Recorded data
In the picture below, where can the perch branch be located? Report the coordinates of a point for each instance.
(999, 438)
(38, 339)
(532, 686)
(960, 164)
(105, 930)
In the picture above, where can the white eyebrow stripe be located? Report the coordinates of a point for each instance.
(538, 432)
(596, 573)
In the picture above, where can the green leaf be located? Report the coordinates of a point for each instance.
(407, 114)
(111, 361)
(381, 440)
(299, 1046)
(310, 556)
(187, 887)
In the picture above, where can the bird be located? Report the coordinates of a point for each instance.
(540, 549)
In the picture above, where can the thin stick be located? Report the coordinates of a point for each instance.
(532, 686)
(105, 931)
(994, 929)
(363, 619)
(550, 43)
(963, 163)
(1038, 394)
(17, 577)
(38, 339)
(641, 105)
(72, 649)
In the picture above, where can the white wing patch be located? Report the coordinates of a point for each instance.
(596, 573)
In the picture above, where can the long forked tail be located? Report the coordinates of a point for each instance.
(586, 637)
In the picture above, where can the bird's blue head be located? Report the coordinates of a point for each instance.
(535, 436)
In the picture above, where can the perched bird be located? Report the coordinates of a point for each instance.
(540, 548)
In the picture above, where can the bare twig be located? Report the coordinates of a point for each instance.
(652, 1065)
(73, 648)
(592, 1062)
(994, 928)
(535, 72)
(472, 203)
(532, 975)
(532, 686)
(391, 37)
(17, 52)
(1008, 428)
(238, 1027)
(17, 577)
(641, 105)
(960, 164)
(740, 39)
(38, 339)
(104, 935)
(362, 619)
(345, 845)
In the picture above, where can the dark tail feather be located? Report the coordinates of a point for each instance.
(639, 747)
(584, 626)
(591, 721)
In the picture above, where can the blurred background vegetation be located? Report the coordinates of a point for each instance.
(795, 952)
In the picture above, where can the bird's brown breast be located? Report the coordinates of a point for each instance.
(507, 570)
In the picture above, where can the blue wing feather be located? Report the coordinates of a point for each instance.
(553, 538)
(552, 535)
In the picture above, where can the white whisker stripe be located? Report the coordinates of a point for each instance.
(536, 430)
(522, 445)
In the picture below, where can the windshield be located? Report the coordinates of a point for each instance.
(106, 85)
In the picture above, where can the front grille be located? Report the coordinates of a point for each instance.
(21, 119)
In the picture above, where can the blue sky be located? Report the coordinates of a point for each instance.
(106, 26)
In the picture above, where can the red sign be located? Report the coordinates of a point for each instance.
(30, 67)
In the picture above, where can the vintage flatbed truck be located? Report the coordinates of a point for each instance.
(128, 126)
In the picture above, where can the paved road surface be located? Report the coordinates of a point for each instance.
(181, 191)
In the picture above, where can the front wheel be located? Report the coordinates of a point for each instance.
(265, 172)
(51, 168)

▶ WHAT YOU ARE ASKED TO DO: Rewrite the part of the records that begins with the line containing "In the picture above, where can the vintage" and continues to the end of the records, including both ends and the requests, with each point coordinate in the answers multiplied by 2.25 and rounded to a whole number, halves rounded up. Leave the numbers in the requests unchanged.

▶ TASK RESPONSE:
In the picture above, where can the vintage flatbed truck be located? Report the coordinates of a point for each instance.
(288, 284)
In the picture above, where can the paved road surface be located? Report the coordinates of a point for each instance.
(407, 430)
In the picture above, where can the front wheel be located? Report the coordinates of a point for each instance.
(596, 387)
(115, 378)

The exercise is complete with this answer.